Where does the string "detect" appear in the listing below? Copy every line where it does.

#### TASK MATERIAL

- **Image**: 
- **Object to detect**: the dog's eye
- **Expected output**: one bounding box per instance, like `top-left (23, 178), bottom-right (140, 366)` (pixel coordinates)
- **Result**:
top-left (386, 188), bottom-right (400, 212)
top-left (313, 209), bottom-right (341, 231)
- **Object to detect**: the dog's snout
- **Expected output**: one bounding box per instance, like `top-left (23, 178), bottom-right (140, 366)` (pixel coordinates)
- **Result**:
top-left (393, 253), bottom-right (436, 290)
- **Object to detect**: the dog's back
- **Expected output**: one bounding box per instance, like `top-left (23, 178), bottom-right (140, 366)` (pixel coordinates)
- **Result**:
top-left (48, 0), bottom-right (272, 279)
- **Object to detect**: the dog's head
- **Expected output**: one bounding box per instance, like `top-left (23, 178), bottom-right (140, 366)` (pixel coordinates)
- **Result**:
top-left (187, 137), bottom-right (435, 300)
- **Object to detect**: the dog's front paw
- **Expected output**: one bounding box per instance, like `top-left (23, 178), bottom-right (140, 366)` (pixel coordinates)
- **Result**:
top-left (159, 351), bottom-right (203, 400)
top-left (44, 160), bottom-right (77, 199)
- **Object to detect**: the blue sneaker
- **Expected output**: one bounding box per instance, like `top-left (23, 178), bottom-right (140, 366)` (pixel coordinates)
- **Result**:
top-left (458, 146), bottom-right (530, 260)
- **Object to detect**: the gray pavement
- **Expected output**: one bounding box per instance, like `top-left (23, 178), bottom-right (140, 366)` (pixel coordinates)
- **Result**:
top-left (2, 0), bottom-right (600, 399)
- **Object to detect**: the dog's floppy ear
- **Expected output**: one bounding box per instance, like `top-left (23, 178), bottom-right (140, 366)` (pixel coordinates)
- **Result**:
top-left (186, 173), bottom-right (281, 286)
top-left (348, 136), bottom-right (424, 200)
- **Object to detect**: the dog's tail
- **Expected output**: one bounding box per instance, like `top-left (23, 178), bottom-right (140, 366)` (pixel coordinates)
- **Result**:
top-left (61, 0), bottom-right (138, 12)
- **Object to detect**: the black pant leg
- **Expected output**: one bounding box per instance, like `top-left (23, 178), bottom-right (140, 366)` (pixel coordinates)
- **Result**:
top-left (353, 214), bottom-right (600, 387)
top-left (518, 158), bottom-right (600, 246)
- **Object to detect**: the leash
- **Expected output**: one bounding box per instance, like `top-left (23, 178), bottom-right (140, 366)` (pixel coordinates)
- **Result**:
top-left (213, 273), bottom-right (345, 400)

########

_ANSWER TO THE PROBLEM_
- **Object to detect**: the dog's eye
- **Object to detect**: the dog's snout
- **Object to detect**: the dog's back
- **Object to detect**: the dog's head
- **Object to detect**: the dog's front paw
- **Object to detect**: the blue sneaker
- **Object to detect**: the gray pavement
- **Object to detect**: the dog's floppy ear
- **Object to detect**: the dog's tail
- **Object to detect**: the black pant leg
- **Object to detect**: the leash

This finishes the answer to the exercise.